● **Material for this exercise**:
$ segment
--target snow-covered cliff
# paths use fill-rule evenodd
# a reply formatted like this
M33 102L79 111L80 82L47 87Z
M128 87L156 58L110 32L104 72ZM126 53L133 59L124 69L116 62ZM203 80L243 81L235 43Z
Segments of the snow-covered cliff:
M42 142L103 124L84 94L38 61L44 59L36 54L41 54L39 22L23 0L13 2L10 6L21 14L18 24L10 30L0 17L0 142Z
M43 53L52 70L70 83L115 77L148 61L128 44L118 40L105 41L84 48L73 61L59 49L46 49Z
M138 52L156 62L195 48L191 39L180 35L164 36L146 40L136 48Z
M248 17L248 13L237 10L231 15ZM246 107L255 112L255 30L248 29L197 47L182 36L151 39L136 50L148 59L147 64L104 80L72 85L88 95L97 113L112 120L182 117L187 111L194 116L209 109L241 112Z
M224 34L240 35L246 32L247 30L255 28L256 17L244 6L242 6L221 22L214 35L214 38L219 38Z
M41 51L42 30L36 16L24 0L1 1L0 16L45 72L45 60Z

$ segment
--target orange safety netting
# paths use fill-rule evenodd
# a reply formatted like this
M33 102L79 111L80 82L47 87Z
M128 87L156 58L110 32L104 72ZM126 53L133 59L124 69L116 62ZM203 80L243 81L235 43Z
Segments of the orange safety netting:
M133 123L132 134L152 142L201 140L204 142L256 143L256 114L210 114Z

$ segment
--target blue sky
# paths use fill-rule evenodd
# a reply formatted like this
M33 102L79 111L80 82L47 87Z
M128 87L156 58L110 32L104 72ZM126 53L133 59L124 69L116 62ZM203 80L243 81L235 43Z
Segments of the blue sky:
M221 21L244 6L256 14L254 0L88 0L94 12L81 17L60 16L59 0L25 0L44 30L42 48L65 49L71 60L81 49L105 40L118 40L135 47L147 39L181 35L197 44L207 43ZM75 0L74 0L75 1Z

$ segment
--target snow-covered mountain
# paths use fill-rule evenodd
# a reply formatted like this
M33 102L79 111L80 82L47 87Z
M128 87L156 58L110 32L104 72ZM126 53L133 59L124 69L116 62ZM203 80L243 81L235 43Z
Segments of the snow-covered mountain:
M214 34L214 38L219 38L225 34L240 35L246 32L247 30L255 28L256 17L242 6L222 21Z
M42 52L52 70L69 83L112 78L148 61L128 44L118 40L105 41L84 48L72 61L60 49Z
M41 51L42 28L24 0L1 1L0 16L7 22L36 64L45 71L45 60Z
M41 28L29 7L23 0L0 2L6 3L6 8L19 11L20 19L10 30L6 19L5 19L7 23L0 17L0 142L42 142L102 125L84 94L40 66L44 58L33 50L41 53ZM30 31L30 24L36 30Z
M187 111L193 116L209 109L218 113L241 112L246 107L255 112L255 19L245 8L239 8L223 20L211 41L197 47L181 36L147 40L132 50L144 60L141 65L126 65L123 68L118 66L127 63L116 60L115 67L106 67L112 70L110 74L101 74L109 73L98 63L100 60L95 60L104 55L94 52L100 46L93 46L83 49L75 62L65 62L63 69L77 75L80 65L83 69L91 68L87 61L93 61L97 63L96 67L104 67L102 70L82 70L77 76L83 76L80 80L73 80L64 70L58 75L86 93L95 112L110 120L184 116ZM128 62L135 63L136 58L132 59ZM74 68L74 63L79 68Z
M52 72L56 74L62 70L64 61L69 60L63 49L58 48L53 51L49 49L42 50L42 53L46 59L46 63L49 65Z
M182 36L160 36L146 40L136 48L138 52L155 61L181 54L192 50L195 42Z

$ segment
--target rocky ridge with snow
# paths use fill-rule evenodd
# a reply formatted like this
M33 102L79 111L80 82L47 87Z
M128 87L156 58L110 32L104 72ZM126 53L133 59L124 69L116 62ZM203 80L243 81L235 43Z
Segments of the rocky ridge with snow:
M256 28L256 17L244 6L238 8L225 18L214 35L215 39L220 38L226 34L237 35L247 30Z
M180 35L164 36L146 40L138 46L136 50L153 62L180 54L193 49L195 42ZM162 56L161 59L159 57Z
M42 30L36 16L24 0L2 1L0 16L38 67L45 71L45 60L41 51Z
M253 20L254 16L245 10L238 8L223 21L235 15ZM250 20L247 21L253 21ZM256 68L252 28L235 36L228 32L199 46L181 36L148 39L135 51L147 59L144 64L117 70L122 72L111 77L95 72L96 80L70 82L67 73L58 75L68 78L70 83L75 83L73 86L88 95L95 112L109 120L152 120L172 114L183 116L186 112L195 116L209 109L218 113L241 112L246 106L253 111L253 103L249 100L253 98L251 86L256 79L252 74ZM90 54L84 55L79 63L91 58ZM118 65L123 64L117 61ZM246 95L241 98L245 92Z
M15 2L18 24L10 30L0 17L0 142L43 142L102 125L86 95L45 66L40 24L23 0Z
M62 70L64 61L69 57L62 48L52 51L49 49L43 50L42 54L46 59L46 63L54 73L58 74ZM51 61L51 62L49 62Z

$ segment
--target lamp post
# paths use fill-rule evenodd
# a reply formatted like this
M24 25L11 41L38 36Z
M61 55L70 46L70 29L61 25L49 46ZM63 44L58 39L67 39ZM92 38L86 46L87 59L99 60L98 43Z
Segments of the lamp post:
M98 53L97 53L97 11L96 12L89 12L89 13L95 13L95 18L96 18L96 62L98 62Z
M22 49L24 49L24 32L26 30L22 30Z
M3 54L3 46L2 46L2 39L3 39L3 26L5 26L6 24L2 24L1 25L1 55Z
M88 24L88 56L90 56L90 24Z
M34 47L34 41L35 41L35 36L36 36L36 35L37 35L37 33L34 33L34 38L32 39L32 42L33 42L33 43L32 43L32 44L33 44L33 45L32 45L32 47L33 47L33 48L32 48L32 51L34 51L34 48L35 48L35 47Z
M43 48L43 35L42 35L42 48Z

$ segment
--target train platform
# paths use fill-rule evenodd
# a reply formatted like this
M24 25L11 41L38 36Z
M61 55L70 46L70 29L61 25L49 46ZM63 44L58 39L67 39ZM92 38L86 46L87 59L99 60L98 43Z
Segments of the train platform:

● **Directive**:
Rewrite all of the lines above with every "snow-covered" changed to "snowy", leaving everything else unchanged.

● **Reply**:
$ segment
--target snowy cliff
# paths use fill-rule evenodd
# a reply formatted like this
M33 102L79 111L80 82L47 87Z
M128 87L156 58L110 32L104 72ZM126 53L133 59L124 69L116 62ZM203 80L243 81L235 43Z
Segments of the snowy cliff:
M42 142L103 124L84 94L38 61L44 59L36 54L41 54L39 22L23 0L13 2L10 6L21 14L18 24L10 30L0 17L0 142Z
M43 53L52 70L70 83L115 77L148 61L128 44L118 40L105 41L84 48L73 61L59 49L46 49Z
M138 52L156 62L195 48L191 39L180 35L164 36L146 40L136 48Z
M248 17L248 13L237 10L231 15ZM246 107L255 112L255 30L248 29L197 47L182 36L151 39L136 50L148 59L147 64L104 80L72 85L88 95L97 113L112 120L182 117L187 111L194 116L209 109L241 112Z
M224 34L240 35L246 32L247 30L255 28L256 17L244 6L242 6L221 22L214 35L214 38L219 38Z
M41 51L42 30L36 16L24 0L1 1L0 16L45 72L45 60Z

$ segment
--target orange safety netting
# paths use fill-rule evenodd
# a reply formatted like this
M33 102L79 111L80 82L47 87Z
M128 87L156 58L110 32L104 72ZM126 53L133 59L124 69L116 62ZM203 80L243 81L235 43Z
Segments of the orange safety netting:
M133 123L132 134L152 142L201 140L204 142L256 143L256 114L210 114Z

$ segment
--target blue sky
# paths use fill-rule evenodd
# a reply formatted like this
M33 102L79 111L80 82L47 87Z
M128 87L156 58L110 32L104 72ZM126 53L133 59L124 69L116 62ZM203 80L243 81L235 43Z
Segments of the blue sky:
M221 21L244 6L256 14L254 0L88 0L94 12L81 17L60 16L59 0L25 0L44 30L42 48L65 49L71 60L81 49L105 40L118 40L135 47L147 39L181 35L197 44L207 43ZM75 0L74 0L75 1Z

$ segment
--target snowy mountain
# paths use fill-rule evenodd
# a reply formatted like this
M33 102L79 111L80 82L47 87Z
M128 87L156 58L110 32L104 72ZM126 53L133 59L124 69L116 62ZM203 80L243 81L235 43Z
Segments of the snowy mountain:
M214 34L214 38L219 38L225 34L240 35L246 32L247 30L255 28L256 17L242 6L222 21Z
M42 52L52 70L69 83L112 78L148 61L128 44L118 40L105 41L84 48L72 61L60 49Z
M41 51L42 28L24 0L1 1L0 16L7 22L36 64L45 71L45 60Z
M41 28L29 7L23 0L0 2L6 3L6 8L19 11L20 19L10 30L6 19L5 19L7 23L0 17L0 142L42 142L102 125L84 94L40 66L44 58L33 50L41 53ZM30 31L30 24L36 30Z
M187 111L193 116L209 109L218 113L241 112L246 107L255 112L255 19L245 8L239 8L223 20L211 41L197 47L181 36L147 40L132 50L144 60L141 65L126 65L123 68L118 66L127 63L116 60L115 67L106 67L112 70L110 74L101 74L109 73L98 63L100 60L95 60L104 55L94 52L100 46L93 46L83 49L75 62L65 62L63 69L77 75L80 65L83 69L91 68L87 61L93 61L97 63L96 67L104 67L102 70L82 70L77 76L83 76L80 80L73 80L64 70L58 75L86 93L95 112L110 120L184 116ZM128 62L135 63L136 58L132 59ZM74 68L74 63L79 68Z
M52 72L56 74L62 70L64 61L69 60L63 49L58 48L53 51L49 49L42 50L42 53L46 59L46 63L49 65Z
M182 36L160 36L146 40L136 48L138 52L155 61L181 54L192 50L195 42Z

$ segment
--target rocky ridge with snow
# paths use fill-rule evenodd
# a reply formatted like this
M33 102L79 111L80 82L47 87Z
M128 87L156 58L110 32L104 72ZM126 53L133 59L124 69L116 62ZM203 80L243 81L235 43Z
Segments of the rocky ridge with snow:
M256 28L256 17L244 6L238 8L225 18L214 35L215 39L220 38L226 34L237 35L247 30Z
M180 35L164 36L146 40L138 46L136 50L153 62L180 54L193 49L195 42ZM162 56L161 59L159 57Z
M42 30L36 16L24 0L2 1L0 16L38 67L45 71L45 60L41 51Z
M253 20L254 16L245 10L238 8L223 21L235 15ZM250 20L247 21L253 21ZM256 68L252 28L235 36L228 32L199 46L181 36L148 39L135 51L147 59L144 64L117 70L122 72L111 77L95 72L96 80L70 82L67 73L58 75L68 78L70 83L75 83L73 86L88 95L95 112L109 120L152 120L172 114L183 116L186 112L195 116L209 109L218 113L241 112L246 106L253 111L253 103L249 100L253 98L251 86L256 79L252 74ZM90 54L84 55L79 63L91 58ZM118 65L123 64L117 61ZM246 95L241 98L245 92Z
M15 2L18 24L10 30L0 17L0 142L43 142L102 125L86 95L45 66L40 24L23 0Z
M62 70L64 61L69 57L62 48L52 51L49 49L43 50L42 54L46 59L46 63L54 73L58 74ZM51 61L51 62L49 62Z

$ segment
--target lamp post
# paths use fill-rule evenodd
# a reply formatted like this
M24 25L11 41L38 36Z
M61 55L70 46L70 29L61 25L49 46ZM63 44L58 39L67 39ZM92 38L86 46L87 59L99 60L98 43Z
Segments of the lamp post:
M98 53L97 53L97 11L96 12L89 12L89 13L95 13L95 18L96 18L96 62L98 62Z
M22 49L24 49L24 32L26 30L22 30Z
M3 54L3 46L2 46L2 39L3 39L3 26L5 26L6 24L2 24L1 25L1 55Z
M88 24L88 56L90 56L90 24Z
M34 47L34 41L35 41L35 36L36 36L36 35L37 35L37 33L34 33L34 38L32 39L32 42L33 42L33 43L32 43L32 44L33 44L33 45L32 45L32 47L33 47L33 48L32 48L32 51L34 51L34 48L35 48L35 47Z
M43 48L43 35L42 35L42 48Z

$ segment
--target train platform
# paths use fill-rule evenodd
# a reply formatted like this
M24 25L11 41L38 36Z
M61 55L70 46L70 29L61 25L49 46ZM63 44L58 39L67 39ZM92 38L86 46L87 59L99 60L98 43Z
Segments of the train platform:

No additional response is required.